_SELECTION:_

## START

Associated Press: Trump’s rhetoric about DC echoes a history of racist narratives about urban crime

President Donald Trump has taken control of D.C.’s law enforcement and ordered National Guard troops to deploy onto the streets of the nation’s capital, arguing the extraordinary moves are necessary to curb an urgent public safety crisis.

Even as district officials questioned the claims underlying his emergency declaration, the Republican president promised a “historic action to rescue our nation’s capital from crime, bloodshed, bedlam and squalor and worse.” His rhetoric echoed that used by conservatives going back decades who have denounced cities, especially those with majority non-white populations or led by progressives, as lawless or crime-ridden and in need of outside intervention.

“This is liberation day in D.C., and we’re going to take our capital back,” Trump promised Monday.

As D.C. the National Guard arrived at their headquarters Tuesday, for many residents, the prospect of federal troops surging into neighborhoods represented an alarming violation of local agency. To some, it echoes uncomfortable historical chapters when politicians used language to paint historically or predominantly Black cities and neighborhoods with racist narratives to shape public opinion and justify aggressive police action.

April Goggans, a longtime D.C. resident and grassroots organizer, said she was not surprised by Trump’s actions. Communities had been preparing for a potential federal crackdown in D.C. since the summer of 2020, when Trump deployed troops during racial justice protests after the murder of George Floyd.

“We have to be vigilant,” said Goggans, who has coordinated local protests for nearly a decade. She worries about what a surge in law enforcement could mean for residents’ freedoms.

“Regardless of where you fall on the political scale, understand that this could be you, your children, your grandmother, your co-worker who are brutalized or have certain rights violated,” she said.

Other residents reacted with mixed feelings to Trump’s executive order. Crime and homelessness has been a top concern for residents in recent years, but opinions on how to solve the issue vary. And very few residents take Trump’s catastrophic view of life in D.C.

“I think Trump’s trying to help people, some people,” said Melvin Brown, a D.C. resident. “But as far as (him) trying to get (the) homeless out of this city, that ain’t going to work.”

“It’s like a band-aid to a gunshot wound,” said Melissa Velasquez, a commuter into D.C. “I feel like there’s been an increase of racial profiling and stuff, and so it’s concerning for individuals who are worried about how they might be perceived as they go about their day-to-day lives.”

Uncertainty raises alarms

According to White House officials, troops will be deployed to protect federal assets and facilitate a safe environment for law enforcement to make arrests. The Trump administration believes the highly visible presence of law enforcement will deter violent crime. It is unclear how the administration defines providing a safe environment for law enforcement to conduct arrests, raising alarm bells for some advocates.

## END

_LISTED ENTRIES:_

## START

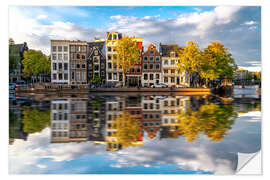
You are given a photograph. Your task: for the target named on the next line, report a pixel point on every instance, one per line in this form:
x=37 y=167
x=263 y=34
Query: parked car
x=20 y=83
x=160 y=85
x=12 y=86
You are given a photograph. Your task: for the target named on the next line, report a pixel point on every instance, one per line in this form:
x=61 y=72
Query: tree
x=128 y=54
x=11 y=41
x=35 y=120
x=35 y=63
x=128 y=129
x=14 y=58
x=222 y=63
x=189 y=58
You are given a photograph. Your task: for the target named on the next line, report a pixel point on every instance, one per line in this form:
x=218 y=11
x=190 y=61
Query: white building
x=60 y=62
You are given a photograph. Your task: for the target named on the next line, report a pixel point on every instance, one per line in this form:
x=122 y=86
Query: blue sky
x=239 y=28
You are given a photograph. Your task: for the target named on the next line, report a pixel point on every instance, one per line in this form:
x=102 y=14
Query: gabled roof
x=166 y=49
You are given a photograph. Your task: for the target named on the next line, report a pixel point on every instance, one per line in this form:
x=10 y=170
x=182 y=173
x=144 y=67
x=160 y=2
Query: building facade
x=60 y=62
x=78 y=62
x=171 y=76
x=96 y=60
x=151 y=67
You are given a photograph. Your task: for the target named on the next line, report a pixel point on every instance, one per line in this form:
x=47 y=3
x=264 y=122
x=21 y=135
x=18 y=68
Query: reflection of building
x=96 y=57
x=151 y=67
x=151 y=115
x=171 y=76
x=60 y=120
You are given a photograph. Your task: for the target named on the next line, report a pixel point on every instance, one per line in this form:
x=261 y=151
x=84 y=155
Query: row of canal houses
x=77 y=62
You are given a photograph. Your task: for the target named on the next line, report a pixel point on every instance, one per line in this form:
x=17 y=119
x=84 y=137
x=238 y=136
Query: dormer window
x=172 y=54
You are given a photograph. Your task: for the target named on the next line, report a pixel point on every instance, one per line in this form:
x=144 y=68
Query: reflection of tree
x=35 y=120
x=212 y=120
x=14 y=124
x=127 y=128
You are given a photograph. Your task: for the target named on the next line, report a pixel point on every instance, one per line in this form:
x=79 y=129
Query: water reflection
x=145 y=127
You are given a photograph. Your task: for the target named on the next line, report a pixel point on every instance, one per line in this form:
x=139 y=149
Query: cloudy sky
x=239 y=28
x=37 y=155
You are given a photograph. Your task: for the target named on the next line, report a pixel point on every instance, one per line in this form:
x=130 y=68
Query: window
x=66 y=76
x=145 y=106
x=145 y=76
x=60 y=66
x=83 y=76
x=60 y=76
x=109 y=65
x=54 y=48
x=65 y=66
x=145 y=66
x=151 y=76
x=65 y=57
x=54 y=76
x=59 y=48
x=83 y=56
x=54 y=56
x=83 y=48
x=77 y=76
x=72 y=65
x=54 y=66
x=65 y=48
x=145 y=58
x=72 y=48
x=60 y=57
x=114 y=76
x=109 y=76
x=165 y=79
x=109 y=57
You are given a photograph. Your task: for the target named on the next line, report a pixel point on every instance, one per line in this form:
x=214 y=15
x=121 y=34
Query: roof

## END

_JOBS:_
1. Name every person whose own words the article on Trump's D.C. rhetoric quotes directly.
2. In the article on Trump's D.C. rhetoric, swap "capital" for "city" in the passage that begins at the words "Associated Press: Trump’s" and stops after "Trump promised Monday.".
3. Write the next part of the article on Trump's D.C. rhetoric, picking up after its final paragraph.

_ANSWERS GIVEN:_
1. Donald Trump, April Goggans, Melvin Brown, Melissa Velasquez

2.
Associated Press: Trump’s rhetoric about DC echoes a history of racist narratives about urban crime

President Donald Trump has taken control of D.C.’s law enforcement and ordered National Guard troops to deploy onto the streets of the nation’s city, arguing the extraordinary moves are necessary to curb an urgent public safety crisis.

Even as district officials questioned the claims underlying his emergency declaration, the Republican president promised a “historic action to rescue our nation’s city from crime, bloodshed, bedlam and squalor and worse.” His rhetoric echoed that used by conservatives going back decades who have denounced cities, especially those with majority non-white populations or led by progressives, as lawless or crime-ridden and in need of outside intervention.

“This is liberation day in D.C., and we’re going to take our city back,” Trump promised Monday.

3.
“The president foreshadowed that if these heavy-handed tactics take root here, they will be rolled out to other majority-Black and Brown cities, like Chicago, Oakland and Baltimore, across the country,” said Monica Hopkins, executive director of the American Civil Liberties Union’s D.C. chapter.

“We’ve seen before how federal control of the D.C. National Guard and police can lead to abuse, intimidation and civil rights violations — from military helicopters swooping over peaceful racial justice protesters in 2020 to the unchecked conduct of federal officers who remain shielded from full accountability,” Hopkins said.

A history of denigrating language

Conservatives have for generations used denigrating language to describe the condition of major cities and called for greater law enforcement, often in response to changing demographics in those cities driven by nonwhite populations relocating in search of work or safety from racial discrimination and state violence. Republicans have called for greater police crackdowns in cities since at least the 1965 Watts Riots in Los Angeles.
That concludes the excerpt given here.